#### Materials provided ####

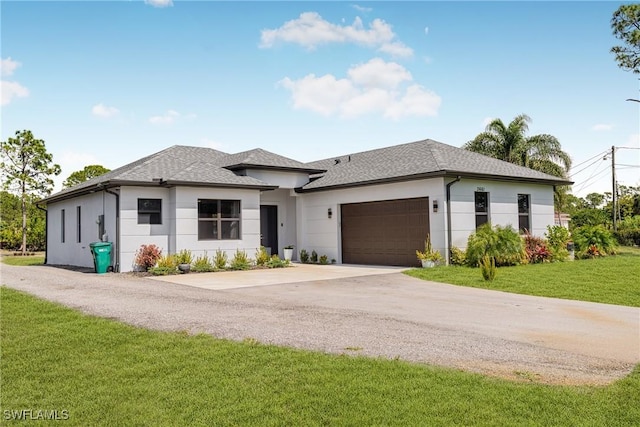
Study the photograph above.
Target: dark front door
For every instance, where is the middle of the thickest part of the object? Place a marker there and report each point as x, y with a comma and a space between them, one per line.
384, 233
269, 227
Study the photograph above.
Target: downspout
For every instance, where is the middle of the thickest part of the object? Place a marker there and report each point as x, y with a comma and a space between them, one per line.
46, 232
449, 218
117, 266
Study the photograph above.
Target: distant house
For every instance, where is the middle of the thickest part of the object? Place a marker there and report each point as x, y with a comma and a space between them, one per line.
373, 207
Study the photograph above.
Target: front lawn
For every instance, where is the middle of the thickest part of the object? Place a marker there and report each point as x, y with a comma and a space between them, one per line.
100, 372
611, 279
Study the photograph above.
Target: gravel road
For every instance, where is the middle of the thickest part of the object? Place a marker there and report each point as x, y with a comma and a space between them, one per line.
392, 315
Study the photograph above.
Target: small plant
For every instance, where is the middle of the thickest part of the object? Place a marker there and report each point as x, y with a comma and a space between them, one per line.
276, 262
220, 260
167, 261
457, 256
147, 256
202, 264
262, 257
304, 256
488, 268
240, 261
428, 254
184, 257
536, 249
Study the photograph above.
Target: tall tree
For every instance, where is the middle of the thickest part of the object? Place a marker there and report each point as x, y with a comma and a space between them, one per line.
626, 27
26, 167
85, 174
511, 143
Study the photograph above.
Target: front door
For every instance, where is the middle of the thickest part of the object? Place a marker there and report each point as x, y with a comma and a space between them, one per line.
269, 228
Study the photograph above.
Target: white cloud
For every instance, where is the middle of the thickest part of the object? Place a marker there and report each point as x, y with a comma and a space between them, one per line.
361, 8
601, 127
8, 66
12, 90
102, 110
170, 117
311, 30
159, 3
486, 121
373, 87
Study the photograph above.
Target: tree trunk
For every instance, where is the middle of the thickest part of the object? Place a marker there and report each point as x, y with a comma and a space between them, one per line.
24, 221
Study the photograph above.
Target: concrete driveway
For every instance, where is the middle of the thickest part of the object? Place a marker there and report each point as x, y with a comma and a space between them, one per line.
386, 315
297, 273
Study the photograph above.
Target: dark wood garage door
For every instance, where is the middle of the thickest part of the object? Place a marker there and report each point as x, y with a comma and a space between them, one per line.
384, 233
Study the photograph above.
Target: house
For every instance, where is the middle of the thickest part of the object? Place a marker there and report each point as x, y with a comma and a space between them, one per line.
372, 207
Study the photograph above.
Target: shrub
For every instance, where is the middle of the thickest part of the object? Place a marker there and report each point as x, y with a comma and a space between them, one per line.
589, 238
276, 262
557, 239
220, 260
457, 256
240, 261
184, 257
628, 233
168, 261
262, 257
147, 256
536, 249
488, 268
202, 264
504, 244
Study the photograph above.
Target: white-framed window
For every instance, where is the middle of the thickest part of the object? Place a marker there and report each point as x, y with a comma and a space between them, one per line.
482, 207
218, 219
149, 211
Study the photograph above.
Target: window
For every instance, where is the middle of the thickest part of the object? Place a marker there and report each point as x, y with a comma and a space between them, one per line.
78, 225
482, 208
524, 213
218, 219
149, 211
62, 224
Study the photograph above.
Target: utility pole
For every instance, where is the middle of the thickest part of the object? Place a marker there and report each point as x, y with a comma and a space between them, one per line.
613, 180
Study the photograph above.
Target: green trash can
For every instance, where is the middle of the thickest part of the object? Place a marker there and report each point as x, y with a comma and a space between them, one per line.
101, 252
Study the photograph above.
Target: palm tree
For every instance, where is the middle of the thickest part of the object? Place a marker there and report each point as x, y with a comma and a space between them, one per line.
510, 143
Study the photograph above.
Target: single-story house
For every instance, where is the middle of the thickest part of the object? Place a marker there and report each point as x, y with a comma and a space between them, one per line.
373, 207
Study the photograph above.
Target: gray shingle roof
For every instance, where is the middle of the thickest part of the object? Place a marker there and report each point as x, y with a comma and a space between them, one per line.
417, 159
263, 158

####

Given problem
Reproduce each record above by retyping it exactly; omit all images.

Full answer
Study the photograph above.
Target: dark front door
For every instance, where is the middle of the thickest part of the object? Place a marker there and report each point as x, y with a comma and a space between them, one per line.
384, 233
269, 227
Study the photograph above.
Target: downspout
For every instance, where is the middle of the thickest part of the object? Place a marker there and report each point as x, y with a comma and a space between them, one per line.
46, 232
449, 218
117, 266
Study the photograph above.
Target: distant house
For every instance, where is the middle of the thickest part of the object? Place a marker there and report each point as x, y with a comma and a space between them, one per line.
373, 207
Study the photograph above.
Target: front lawn
For every instance, where is the middle of the thickest part of the object? Place a marker there and report each point as x, y with a comma and a space between them, one per line.
100, 372
611, 279
Study the photograph above.
Target: gravel road
For every instance, where is the middle of the thickest part of the object? Place a marker there and report each point as x, y with a comma and a space between them, one per line.
392, 315
Study the photograph above.
Target: small plant
For every instance, where is the middle of the thickest part of the object? Place a marker there and report each point as x, y with a comma and a space between them, one per line.
276, 262
220, 260
167, 261
457, 256
147, 256
202, 264
262, 257
304, 256
488, 268
240, 261
428, 254
184, 257
536, 249
Study the photograph above.
Target: tall tree
For every instance, where is the middle of the thickest part of the object? Place a marker there and report each point as x, y with a comma and a space between them, one per line.
626, 27
26, 167
85, 174
511, 143
Study the photograph above.
Target: front door
For every instance, where is the middle of the thickest part of the object? Place a marker there and report each point as x, y with a comma and a space between them, one per line.
269, 228
Study the photograph above.
Target: white cloud
For every instance, where is the middle of the thickest part of the object? Place a marker there and report each point as x, y with a comma and a space between them, one per line.
361, 8
601, 127
8, 66
12, 90
102, 110
170, 117
311, 30
159, 3
486, 121
373, 87
Study the photograph above.
Target: tree trunk
For every instance, where is the middle of the thickest part of the object? Place a marker there and report each point as x, y with a comma and a space between them, one per line.
24, 221
Study the photograph above.
Target: concrete driveway
For every instance, where is the middle of the thickest part of the object? Place a marker there and report each point as x, y with a comma and a space between them, one per line.
386, 315
297, 273
Study the photograph above.
Target: dark wood garage door
For every instance, where is the middle of the thickest part of the object? Place a marker there and report each point as x, y with a comma and a space between them, one per line.
384, 233
Study the photograph above.
Target: house
For every instance, where is the middle of the thickest part of the object? Place a marker there and report each point as x, y with a comma and a space between them, one per line.
372, 207
Study the photograph above.
Target: shrub
For every instance, where is the middle of the thickest part of the object? Place a marker there and report each point as x, y with a comma and a space between them, one per line.
589, 238
276, 262
557, 239
220, 260
457, 256
240, 261
184, 257
628, 233
168, 261
262, 257
147, 256
536, 249
488, 268
202, 264
504, 244
Study the photograph above.
Target: white-framed window
For every instance, where is the middle of the thickest part of the object? Place a marker there and report each point as x, y with a comma and a space between them, one per line.
482, 207
218, 219
149, 211
Study the photograph above.
Target: window
For every instance, where is the middle of the thickest part of the object? Place a marker there and report each point as x, y with a comma and a space between them, one per line.
78, 225
482, 208
524, 213
218, 219
149, 211
62, 224
Study the photograph above.
Target: utility pole
For every instance, where is the middle of the thickest part of the object? Place a marker there and report each point as x, y with a comma and a space between them, one per line.
613, 180
Study the photograph above.
Target: green trash can
For every instance, where is the middle of the thickest part of the object? Place a marker there and report each point as x, y with a comma and a space between them, one per line.
101, 252
Study the photograph above.
Target: palm tree
For every instance, where is the middle of the thickest part of the object? Place a marker there and report each point as x, y with a comma and a space between them, one per line.
510, 143
Study the photograph above.
Target: single-story house
For every instance, where is the middle of the thickest part of the object? Place a marker there and report each point as x, y with a comma and a space between them, one per line.
373, 207
Study the photograph above.
Target: gray shingle roof
For every instance, where is the middle of the thickest part of the object? Place a marker there and report each point as x, y with a comma and a space between them, one per line.
417, 159
263, 158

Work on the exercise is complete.